The United Nations refugee agency has found the north-western Syrian town of Jisr al-Shugour and surrounding villages to be virtually empty of their inhabitants during a brief visit to the area where Government forces entered earlier this month and fought with protesters.
“Jisr al-Shugour itself was almost deserted, with most shops shuttered and closed,” Adrian Edwards, spokesperson for the UN High Commissioner for Refugees (UNHCR), told reporters in Geneva as he described what a staff member of the agency saw during yesterday’s visit.
“No displaced populations were encountered, but the fact that Jisr al-Shugour and surrounding villages are empty indicates significant displacement,” he stated.
Syrian authorities have been widely criticised for their often bloody repression of demonstrators calling for democratic reform and greater civil liberties. The protests are part of a broader uprising this year across North Africa and the Middle East that has already toppled the long-standing regimes in Tunisia and Egypt and led to ongoing conflict in Libya.
Secretary-General Ban Ki-moon has taken note of reforms pledged by President Bashar al-Assad in a speech given yesterday, according to his spokesperson, Martin Nesirky.
“He urges the President to carry out these measures without delay and in a way that is both genuine and credible. They should be part of a broad and inclusive process of change and democratization,” Mr. Nesirky told reporters in New York.
Yesterday’s visit to the area was organized by the Government and led by the Syrian military for 150 diplomats, members of the media, and UN agencies. The mission was shown the scene of the battle and did not focus on humanitarian needs, said Mr. Edwards, adding that UNHCR met briefly with staff of the Syrian Arab Red Crescent who described food and medicine shortages in the area.
The unrest in Syria has sent more than 10,000 civilians fleeing across the border into Turkey, where they are being sheltered by Turkish authorities in four camps along the Turkish-Syrian border.
An inter-agency assessment mission to south-eastern Turkey this past weekend was encouraged by what it saw. At the same time, there are concerns that many people are severely traumatized, and that that there are many vulnerable groups needing help – particularly women alone with their children, who represent over 50 per cent of the population.
“Syrian refugees spoke to our team about their fears and trauma,” Mr. Edwards said. “Many had lost family members, who they said were either killed, missing or in hiding. Our team heard accounts of murders, targeted assassinations, assaults, civilians getting killed in crossfire, torture and humiliation by the military.
“Most of these people had lost virtually all their belongings and property. In many cases their livestock were shot, fields were torched, and homes and businesses destroyed or confiscated,” he added.
○ ○ ○ ○ ○ ○ ○
# [PROBLEM REQUIREMENTS]
List every person named in the article on Jisr al-Shugour and displacement in Syria.

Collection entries
○ ○ ○ ○ ○ ○ ○
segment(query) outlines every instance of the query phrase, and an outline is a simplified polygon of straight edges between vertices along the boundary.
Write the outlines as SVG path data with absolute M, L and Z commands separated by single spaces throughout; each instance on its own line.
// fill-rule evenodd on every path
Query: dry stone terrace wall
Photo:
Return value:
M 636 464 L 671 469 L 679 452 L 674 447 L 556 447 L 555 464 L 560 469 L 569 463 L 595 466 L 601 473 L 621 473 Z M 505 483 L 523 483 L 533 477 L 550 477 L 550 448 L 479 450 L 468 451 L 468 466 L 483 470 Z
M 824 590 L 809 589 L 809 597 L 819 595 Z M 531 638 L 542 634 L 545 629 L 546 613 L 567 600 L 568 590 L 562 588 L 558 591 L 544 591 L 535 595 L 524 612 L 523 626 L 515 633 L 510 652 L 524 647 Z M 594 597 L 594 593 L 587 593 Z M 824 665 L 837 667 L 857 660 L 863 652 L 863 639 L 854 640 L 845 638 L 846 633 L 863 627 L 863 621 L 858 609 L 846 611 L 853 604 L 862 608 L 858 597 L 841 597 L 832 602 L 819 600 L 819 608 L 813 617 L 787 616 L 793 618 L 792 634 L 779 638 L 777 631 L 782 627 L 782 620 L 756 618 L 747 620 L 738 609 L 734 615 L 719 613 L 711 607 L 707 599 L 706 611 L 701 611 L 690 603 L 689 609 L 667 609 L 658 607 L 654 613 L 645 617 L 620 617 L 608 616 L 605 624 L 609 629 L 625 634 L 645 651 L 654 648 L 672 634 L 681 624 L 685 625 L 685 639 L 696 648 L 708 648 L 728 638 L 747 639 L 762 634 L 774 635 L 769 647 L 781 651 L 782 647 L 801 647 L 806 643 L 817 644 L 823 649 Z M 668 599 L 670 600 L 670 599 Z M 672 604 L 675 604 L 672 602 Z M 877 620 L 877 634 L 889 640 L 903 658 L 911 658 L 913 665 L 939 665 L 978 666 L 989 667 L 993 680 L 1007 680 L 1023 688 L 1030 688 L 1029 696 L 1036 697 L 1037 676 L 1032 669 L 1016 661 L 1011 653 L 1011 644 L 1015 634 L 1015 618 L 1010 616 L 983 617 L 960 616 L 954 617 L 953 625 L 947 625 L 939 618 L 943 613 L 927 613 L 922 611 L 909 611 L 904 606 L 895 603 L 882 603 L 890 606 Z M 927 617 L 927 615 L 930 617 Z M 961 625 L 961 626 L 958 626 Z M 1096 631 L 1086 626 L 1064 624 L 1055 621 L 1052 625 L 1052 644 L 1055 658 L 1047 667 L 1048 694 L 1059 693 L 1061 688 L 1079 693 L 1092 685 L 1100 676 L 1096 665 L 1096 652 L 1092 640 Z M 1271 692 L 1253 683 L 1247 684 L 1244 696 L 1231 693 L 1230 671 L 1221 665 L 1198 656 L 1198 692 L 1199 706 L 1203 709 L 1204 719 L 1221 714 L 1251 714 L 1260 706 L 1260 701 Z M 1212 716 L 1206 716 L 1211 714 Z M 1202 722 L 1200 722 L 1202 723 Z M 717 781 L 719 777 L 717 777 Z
○ ○ ○ ○ ○ ○ ○
# [EXERCISE SOLUTION]
- Adrian Edwards
- Ban Ki-moon
- Bashar al-Assad
- Martin Nesirky